EXTRACTED MATERIAL:
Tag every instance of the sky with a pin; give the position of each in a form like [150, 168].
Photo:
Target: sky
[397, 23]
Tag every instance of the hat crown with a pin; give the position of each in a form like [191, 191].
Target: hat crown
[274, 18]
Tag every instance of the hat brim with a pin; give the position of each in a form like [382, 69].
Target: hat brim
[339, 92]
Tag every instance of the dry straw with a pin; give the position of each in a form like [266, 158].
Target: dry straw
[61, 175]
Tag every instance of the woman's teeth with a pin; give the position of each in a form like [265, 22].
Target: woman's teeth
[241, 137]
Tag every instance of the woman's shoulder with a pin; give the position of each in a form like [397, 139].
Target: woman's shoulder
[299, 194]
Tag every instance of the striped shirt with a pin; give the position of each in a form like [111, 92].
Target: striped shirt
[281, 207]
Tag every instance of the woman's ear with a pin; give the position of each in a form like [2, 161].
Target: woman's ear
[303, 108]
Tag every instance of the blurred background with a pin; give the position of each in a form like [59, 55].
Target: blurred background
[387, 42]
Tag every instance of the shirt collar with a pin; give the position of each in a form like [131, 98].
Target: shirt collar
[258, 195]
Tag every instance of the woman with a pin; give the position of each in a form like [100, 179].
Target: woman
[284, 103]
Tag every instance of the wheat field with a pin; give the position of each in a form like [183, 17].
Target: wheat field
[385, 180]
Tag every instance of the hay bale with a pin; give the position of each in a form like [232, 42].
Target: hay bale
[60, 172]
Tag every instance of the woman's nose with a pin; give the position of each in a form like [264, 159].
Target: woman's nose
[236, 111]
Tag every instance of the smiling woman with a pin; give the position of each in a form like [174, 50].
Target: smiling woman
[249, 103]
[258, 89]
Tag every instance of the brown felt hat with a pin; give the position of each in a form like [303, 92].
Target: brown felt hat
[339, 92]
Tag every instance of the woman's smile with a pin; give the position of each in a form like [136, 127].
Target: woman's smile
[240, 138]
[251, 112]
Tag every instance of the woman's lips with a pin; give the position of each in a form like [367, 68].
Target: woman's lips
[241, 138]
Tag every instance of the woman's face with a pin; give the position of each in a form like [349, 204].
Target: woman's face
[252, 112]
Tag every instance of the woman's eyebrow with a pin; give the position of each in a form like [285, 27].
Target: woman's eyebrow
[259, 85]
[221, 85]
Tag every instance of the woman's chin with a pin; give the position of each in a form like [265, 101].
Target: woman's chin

WHAT YOU HAVE TO DO: Could you format every line of the data above as a numbered list, leaving out blank lines?

RESPONSE TO THE TASK:
1. Tag every instance of the sky with a pin; give the position of each in a form like [150, 168].
2. Photo:
3. Target: sky
4. [397, 23]
5. Tag every instance of the hat crown with a pin; give the position of each in a form like [191, 191].
6. Target: hat crown
7. [274, 18]
8. Tag every instance of the hat brim with a pin; give the position of each in a form like [382, 69].
9. Target: hat brim
10. [339, 92]
11. Tag every instance of the dry straw with a pin; give the position of each in a form like [266, 158].
12. Target: dry straw
13. [61, 175]
14. Tag every instance of the woman's teeth with a pin; give the position of each in a form like [265, 22].
15. Target: woman's teeth
16. [241, 137]
17. Tag every instance of the woman's shoulder with a pin; give the position of each in a form like [397, 139].
18. Target: woman's shoulder
19. [299, 194]
20. Tag every instance of the striped shirt with a pin; give the position of each in a form like [111, 92].
21. Target: striped shirt
22. [281, 207]
23. Tag every instance of the woman's ear with a pin; give the position of each in a form like [2, 161].
24. Target: woman's ear
25. [303, 108]
26. Tag every instance of the blurred background with a pin; give the position of each in a form like [59, 55].
27. Target: blurred background
28. [387, 42]
29. Tag every instance of the shirt collar with a pin; give the position of each in a form like [131, 98].
30. Target: shirt collar
31. [258, 195]
32. Tag every instance of the woman with a pin; give the position of each in a form like [100, 179].
33. Target: woman
34. [284, 103]
35. Tag every instance of the wheat field with a pin; give the position of each in a form like [183, 17].
36. Target: wheat field
37. [385, 180]
38. Tag every instance of the hay bale with a pin; give the position of each in a form like [232, 42].
39. Target: hay bale
40. [60, 172]
41. Tag every instance of the woman's nose with a pin; give the position of each in a form like [264, 159].
42. Target: woman's nose
43. [236, 111]
44. Tag every instance of the smiling woman with a pin; give the position of each in a form like [174, 50].
45. Target: smiling woman
46. [249, 103]
47. [258, 89]
48. Tag every instance of the brown felt hat with a pin; give the position of each in a form like [303, 92].
49. Target: brown felt hat
50. [339, 92]
51. Tag every instance of the woman's smile with a pin; give the position of each in a form like [136, 127].
52. Target: woman's smile
53. [240, 138]
54. [251, 112]
55. Tag every instance of the woman's lips with a pin; give the position of each in a form like [367, 68].
56. Target: woman's lips
57. [241, 138]
58. Tag every instance of the woman's face with a pin; give the position of each in a form like [349, 204].
59. Target: woman's face
60. [252, 112]
61. Tag every instance of the woman's eyebrow with a pin; give the position of each in a form like [285, 27].
62. Target: woman's eyebrow
63. [259, 85]
64. [221, 85]
65. Tag every instance of the woman's chin with a pin; give the position of each in a form like [265, 101].
66. Target: woman's chin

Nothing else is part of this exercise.